SÉRIE DE TÂCHES →
1. Reproduisez le passage de l'entretien sur Engie qui va de « Décideurs. On parle » jusqu'à « chez Engie ? ».
2. Répondez à ces questions sur l'entretien sur Engie :
(a) Quel montant Isabelle Kocher a-t-elle annoncé pour son plan d'investissement, et sur quelle durée ?
(b) À quel intervalle faut-il désormais « livrer » quelque chose ?
(c) Combien de temps durent les sprints ?

EXTRAIT CHOISI →
P. Deheunynck et Y. Le Gélard (Engie) : « Nous n’avons pas dix ans pour changer »
Décideurs. On parle beaucoup de l'accélération du processus décisionnel induite par la transformation digitale. Comment cela se traduit-il chez Engie ?
Yves Le Gélard. Dès qu’Isabelle Kocher a annoncé son plan d’investissement de 1,5 milliard d'euros en trois ans sur le digital et l'innovation, j'ai proposé de considérer qu'une année calendaire équivalait désormais à quatre ans auparavant et qu'un trimestre représentait désormais un an. Par ailleurs, nous sommes passés d’un agenda de perfection à un agenda de livraison. Tous les 90 jours, nous devons aboutir à quelque chose, « livrer », même si c'est plus petit. Par ailleurs, nous avons recours de façon systématique à des méthodes agiles. Nous procédons par des sprints de trois semaines. Ce système a fait ses preuves et d’ailleurs beaucoup de grands groupes l’ont mis en place. Il permet une réelle rapidité d’exécution.

JEU DE DONNÉES →
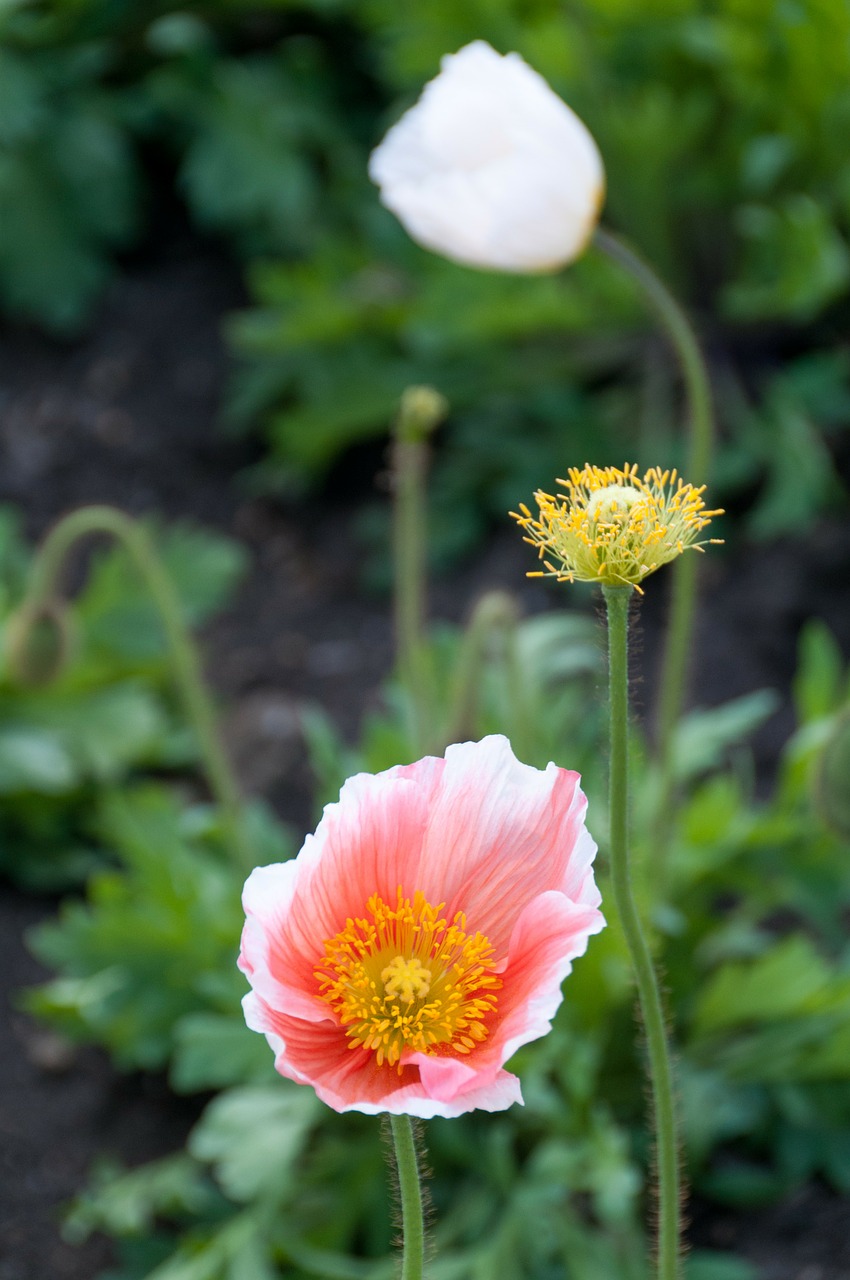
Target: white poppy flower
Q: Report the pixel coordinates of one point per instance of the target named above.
(490, 168)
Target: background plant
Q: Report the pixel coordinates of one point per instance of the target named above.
(721, 132)
(108, 713)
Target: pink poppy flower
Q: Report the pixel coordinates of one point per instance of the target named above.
(421, 936)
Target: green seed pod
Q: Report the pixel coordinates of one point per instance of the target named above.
(421, 410)
(832, 777)
(40, 640)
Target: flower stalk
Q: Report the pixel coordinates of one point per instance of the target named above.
(700, 421)
(617, 599)
(420, 412)
(411, 1197)
(186, 664)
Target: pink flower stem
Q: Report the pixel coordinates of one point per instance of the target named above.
(186, 663)
(411, 1197)
(617, 599)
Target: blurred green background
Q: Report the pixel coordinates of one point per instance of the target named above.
(723, 129)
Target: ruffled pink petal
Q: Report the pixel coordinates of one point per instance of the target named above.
(478, 831)
(499, 833)
(549, 935)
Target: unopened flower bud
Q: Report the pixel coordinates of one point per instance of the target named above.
(832, 778)
(420, 412)
(39, 643)
(490, 168)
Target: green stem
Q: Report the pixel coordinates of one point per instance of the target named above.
(680, 332)
(411, 1196)
(494, 622)
(617, 599)
(186, 664)
(410, 467)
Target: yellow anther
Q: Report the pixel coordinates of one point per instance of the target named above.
(407, 979)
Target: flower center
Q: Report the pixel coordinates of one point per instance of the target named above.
(613, 503)
(405, 978)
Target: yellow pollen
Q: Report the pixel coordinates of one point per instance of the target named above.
(615, 526)
(405, 978)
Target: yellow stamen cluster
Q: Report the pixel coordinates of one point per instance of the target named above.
(615, 526)
(403, 977)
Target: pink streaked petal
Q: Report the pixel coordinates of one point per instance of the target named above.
(499, 833)
(494, 1093)
(549, 935)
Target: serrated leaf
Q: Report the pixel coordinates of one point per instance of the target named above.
(787, 981)
(704, 736)
(252, 1137)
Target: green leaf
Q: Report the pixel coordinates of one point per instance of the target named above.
(704, 736)
(819, 680)
(214, 1051)
(789, 979)
(252, 1137)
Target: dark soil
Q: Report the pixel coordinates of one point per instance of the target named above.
(127, 415)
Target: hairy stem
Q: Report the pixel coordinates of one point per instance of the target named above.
(617, 599)
(186, 663)
(411, 1197)
(673, 673)
(410, 467)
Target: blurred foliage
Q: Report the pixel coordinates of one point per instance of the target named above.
(109, 712)
(750, 917)
(722, 127)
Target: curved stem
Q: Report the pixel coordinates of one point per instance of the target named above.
(684, 341)
(680, 332)
(648, 992)
(186, 664)
(411, 1197)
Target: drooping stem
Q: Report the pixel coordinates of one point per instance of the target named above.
(617, 599)
(420, 411)
(45, 575)
(411, 1197)
(700, 419)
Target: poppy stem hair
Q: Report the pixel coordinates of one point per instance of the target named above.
(617, 599)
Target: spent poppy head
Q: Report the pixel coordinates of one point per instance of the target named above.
(423, 933)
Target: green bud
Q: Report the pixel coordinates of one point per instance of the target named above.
(39, 643)
(420, 412)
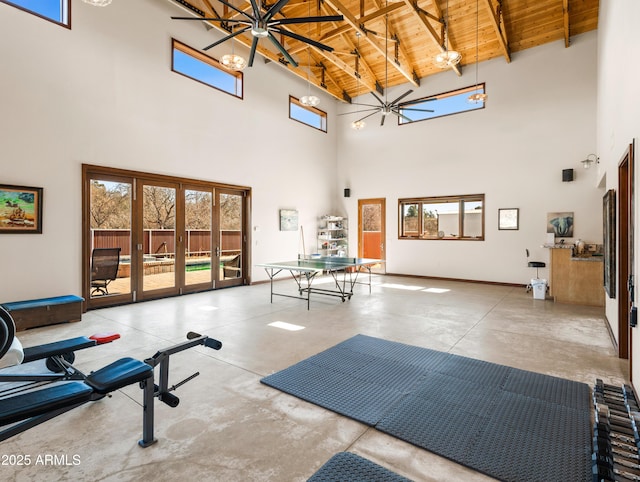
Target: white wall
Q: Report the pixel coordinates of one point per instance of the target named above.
(539, 119)
(103, 93)
(619, 114)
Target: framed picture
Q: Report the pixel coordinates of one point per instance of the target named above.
(20, 209)
(288, 220)
(560, 224)
(508, 218)
(609, 228)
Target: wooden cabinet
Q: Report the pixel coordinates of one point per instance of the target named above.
(576, 280)
(332, 236)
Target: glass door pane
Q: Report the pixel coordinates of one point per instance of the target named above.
(230, 242)
(372, 231)
(197, 222)
(109, 239)
(158, 237)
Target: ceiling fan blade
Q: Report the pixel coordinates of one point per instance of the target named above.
(241, 12)
(403, 117)
(366, 105)
(360, 111)
(282, 49)
(224, 39)
(419, 101)
(274, 9)
(368, 115)
(417, 110)
(252, 54)
(306, 40)
(393, 102)
(327, 18)
(223, 20)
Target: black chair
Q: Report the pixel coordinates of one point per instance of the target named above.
(534, 264)
(104, 269)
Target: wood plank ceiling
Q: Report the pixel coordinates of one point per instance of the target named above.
(411, 32)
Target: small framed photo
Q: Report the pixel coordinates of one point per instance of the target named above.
(288, 220)
(508, 219)
(20, 209)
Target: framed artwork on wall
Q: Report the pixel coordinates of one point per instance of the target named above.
(508, 219)
(20, 209)
(288, 220)
(560, 224)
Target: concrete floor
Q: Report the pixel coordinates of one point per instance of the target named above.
(230, 427)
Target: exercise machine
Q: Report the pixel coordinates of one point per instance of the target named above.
(28, 398)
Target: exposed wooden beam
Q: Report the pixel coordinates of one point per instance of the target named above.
(565, 15)
(497, 22)
(424, 19)
(355, 23)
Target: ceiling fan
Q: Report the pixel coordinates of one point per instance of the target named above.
(261, 24)
(385, 107)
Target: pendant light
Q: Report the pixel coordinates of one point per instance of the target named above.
(358, 125)
(448, 58)
(233, 61)
(477, 97)
(309, 100)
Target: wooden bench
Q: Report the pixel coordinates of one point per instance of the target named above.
(45, 311)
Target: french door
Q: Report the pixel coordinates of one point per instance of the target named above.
(147, 236)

RÉPONSES PAR TÂCHE →
1.
Décideurs. On parle beaucoup de l'accélération du processus décisionnel induite par la transformation digitale. Comment cela se traduit-il chez Engie ?

2.
(a) 1,5 milliard d'euros en trois ans.
(b) Tous les 90 jours.
(c) Trois semaines.